-- start of Provided information --

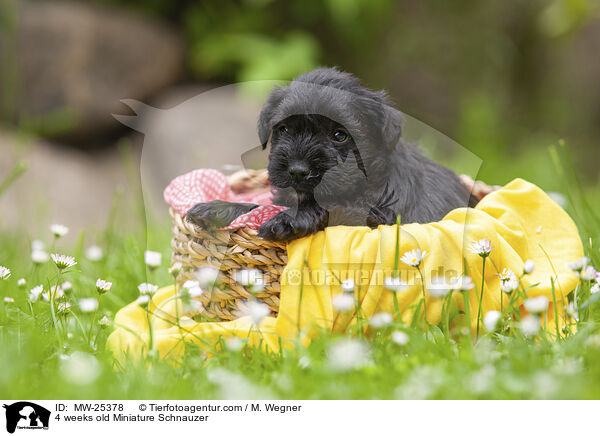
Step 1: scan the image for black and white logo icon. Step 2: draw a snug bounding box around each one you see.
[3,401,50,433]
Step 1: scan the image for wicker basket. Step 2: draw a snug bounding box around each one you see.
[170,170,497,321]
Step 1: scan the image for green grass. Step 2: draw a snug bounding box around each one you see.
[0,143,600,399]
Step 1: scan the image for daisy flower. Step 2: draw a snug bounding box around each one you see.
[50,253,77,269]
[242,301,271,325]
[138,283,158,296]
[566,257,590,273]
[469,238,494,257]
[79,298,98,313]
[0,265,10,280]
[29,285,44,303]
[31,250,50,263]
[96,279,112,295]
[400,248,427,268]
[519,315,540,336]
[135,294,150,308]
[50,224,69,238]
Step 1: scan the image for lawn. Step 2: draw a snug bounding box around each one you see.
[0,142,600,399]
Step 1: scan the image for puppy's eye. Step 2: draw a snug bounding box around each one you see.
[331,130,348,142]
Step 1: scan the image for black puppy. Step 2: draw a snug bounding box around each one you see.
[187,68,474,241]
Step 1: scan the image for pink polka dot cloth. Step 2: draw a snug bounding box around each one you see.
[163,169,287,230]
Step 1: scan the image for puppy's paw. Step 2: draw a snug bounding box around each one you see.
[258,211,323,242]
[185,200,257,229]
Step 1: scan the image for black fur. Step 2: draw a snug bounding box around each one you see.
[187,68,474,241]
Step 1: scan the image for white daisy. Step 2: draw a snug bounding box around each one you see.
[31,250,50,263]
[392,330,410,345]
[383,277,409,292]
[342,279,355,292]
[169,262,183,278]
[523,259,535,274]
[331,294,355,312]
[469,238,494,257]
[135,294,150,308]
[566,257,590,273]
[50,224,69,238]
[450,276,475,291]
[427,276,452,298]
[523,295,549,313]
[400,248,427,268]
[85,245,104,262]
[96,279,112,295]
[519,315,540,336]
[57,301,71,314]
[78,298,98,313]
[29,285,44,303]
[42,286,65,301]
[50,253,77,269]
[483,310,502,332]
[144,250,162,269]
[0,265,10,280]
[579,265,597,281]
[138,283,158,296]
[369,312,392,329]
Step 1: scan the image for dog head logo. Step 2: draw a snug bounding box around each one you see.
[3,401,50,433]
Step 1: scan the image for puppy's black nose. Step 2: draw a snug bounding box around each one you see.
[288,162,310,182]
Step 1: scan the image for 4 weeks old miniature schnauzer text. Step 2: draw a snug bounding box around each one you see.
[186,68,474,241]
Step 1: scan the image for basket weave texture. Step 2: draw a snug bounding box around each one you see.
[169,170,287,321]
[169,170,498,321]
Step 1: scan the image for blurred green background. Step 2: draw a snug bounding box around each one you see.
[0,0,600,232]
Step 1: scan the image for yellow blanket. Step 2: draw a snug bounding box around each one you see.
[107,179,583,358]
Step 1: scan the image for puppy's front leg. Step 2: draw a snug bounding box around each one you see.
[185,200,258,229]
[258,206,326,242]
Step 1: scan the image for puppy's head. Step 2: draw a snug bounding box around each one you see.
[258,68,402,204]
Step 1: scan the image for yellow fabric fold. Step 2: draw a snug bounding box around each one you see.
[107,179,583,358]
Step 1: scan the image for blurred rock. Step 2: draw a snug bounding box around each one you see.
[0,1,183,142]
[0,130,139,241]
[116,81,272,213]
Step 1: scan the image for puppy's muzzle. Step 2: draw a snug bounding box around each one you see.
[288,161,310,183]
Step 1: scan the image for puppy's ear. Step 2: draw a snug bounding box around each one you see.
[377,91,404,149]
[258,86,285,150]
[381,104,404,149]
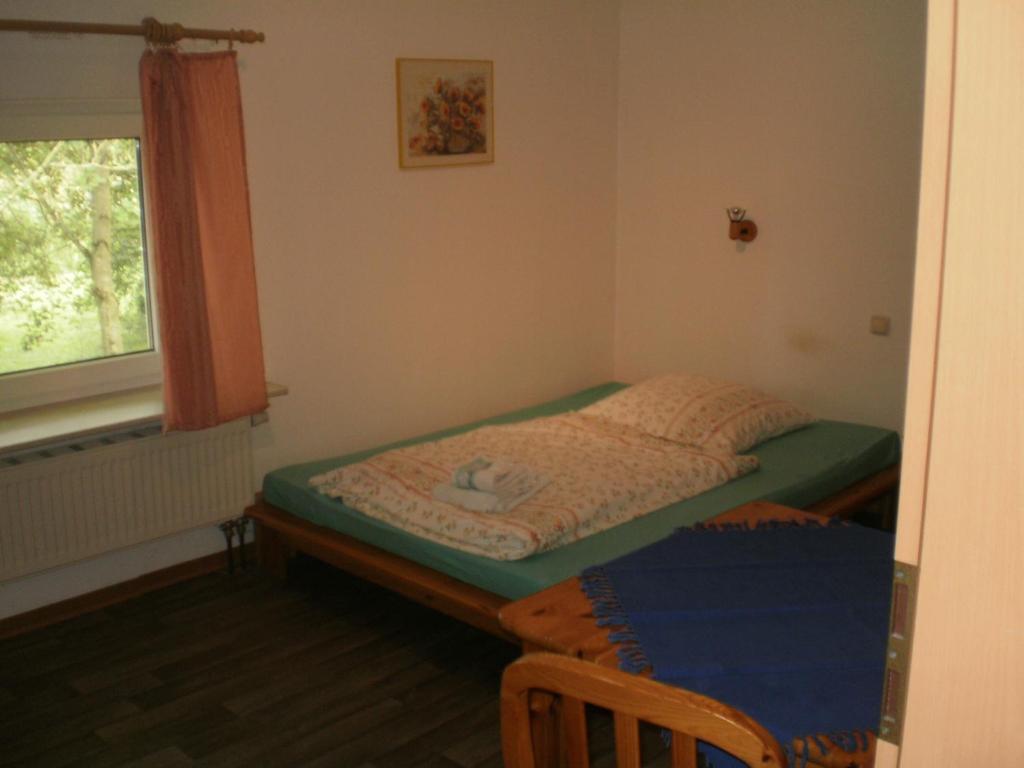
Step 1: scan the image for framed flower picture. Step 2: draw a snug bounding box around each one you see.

-- end of Provided information --

Copy out all of the records above word for word, from first to last. Leave the pictures out of your copy.

» Solution for this task:
Step 1: scan the image for black and white logo icon. Step 2: draw a snug bounding box around each one you see.
[3,401,50,433]
Step 1: scan the image for wicker basket. Step 2: draw a snug bounding box around each one you see.
[170,170,497,321]
Step 1: scan the image for green grass. Step 2: draw a snug bounding box around each one you see.
[0,143,600,399]
Step 1: scan the image for daisy flower. Step 2: draw a snug bounding box around each one you see.
[50,253,77,269]
[242,301,271,325]
[138,283,158,296]
[566,257,590,273]
[469,238,494,257]
[79,298,98,313]
[0,265,10,280]
[29,285,44,303]
[31,250,50,263]
[96,279,112,295]
[400,248,427,268]
[519,315,540,336]
[135,294,150,308]
[50,224,69,238]
Step 1: scan the image for lawn. Step 2: draw a snug bounding box around each one you see.
[0,142,600,399]
Step 1: scan the image for puppy's eye. Step 2: draw a snug bounding box around each one you see.
[331,130,348,142]
Step 1: scan the image for black puppy. Step 2: draw a snug bounding box around each one you see.
[187,68,474,241]
Step 1: scan the image for pink polka dot cloth. Step 2: draw a snug bounding box around each one you see.
[163,169,287,230]
Step 1: scan the image for puppy's paw. Step 2: draw a snug bounding box around each one you see.
[258,211,323,242]
[185,200,257,229]
Step 1: scan the image for black fur. Step 2: draw a snug bounding box around each one you see.
[187,68,474,241]
Step 1: scan the image for white daisy. Step 2: draw a snug bounding box around each one you see.
[31,250,50,263]
[392,330,410,345]
[383,277,409,292]
[342,279,355,292]
[169,262,183,278]
[523,259,535,274]
[331,294,355,312]
[469,238,494,257]
[135,294,150,308]
[566,257,590,273]
[50,224,69,238]
[450,276,475,291]
[427,276,452,298]
[523,295,549,313]
[400,248,427,268]
[85,245,104,262]
[96,279,112,295]
[519,315,540,336]
[57,301,71,314]
[78,298,98,313]
[29,285,44,303]
[42,286,65,301]
[50,253,77,269]
[483,310,502,332]
[144,250,162,269]
[0,265,10,280]
[579,265,597,281]
[138,283,158,296]
[369,312,392,329]
Step 1: scan the image for dog head logo. Step 2: draw a snug bounding box around each one you see.
[3,401,50,433]
Step 1: scan the image for puppy's black nose. Step 2: draw a snug bounding box around each one you see.
[288,162,310,182]
Step 1: scan the image for 4 weeks old miniature schnauzer text. Step 2: draw a snug bounding box around each one you see.
[186,68,474,241]
Step 1: scan the image for basket weave texture. Step 2: draw a snug bounding box around each one you see.
[169,170,287,321]
[169,170,498,321]
Step 1: scan the image for blurred green background. Step 2: draw a snug bounding box around each one you see.
[0,0,600,232]
Step 1: scan the image for yellow blanket. Step 2: draw a snug bounding box around each one you see.
[107,179,583,358]
Step 1: scan the image for puppy's front leg. Step 2: draw a snug bounding box around each one you see.
[185,200,258,229]
[258,206,326,242]
Step 1: scan the image for puppy's head. Step 2: draw a snug bounding box around each one you see.
[258,68,402,204]
Step 1: scan the image for yellow fabric fold. Step 2: draw a snug bounding box around each one you see.
[107,179,583,358]
Step 1: scan the image for blurred rock. Step 2: draw a snug bounding box around each one you see.
[0,1,183,142]
[0,130,139,241]
[116,81,272,213]
Step 1: scan the image for puppy's muzzle. Step 2: draw a snug bounding box around each one you see.
[288,161,310,183]
Step 1: scan the image for puppy's ear. Step 2: draw a snug bounding box around each one you see.
[377,91,404,149]
[258,86,285,150]
[381,104,404,149]
Step 1: scan the image for framed flower picture. Step 2: draw a snug bounding box around each one you see.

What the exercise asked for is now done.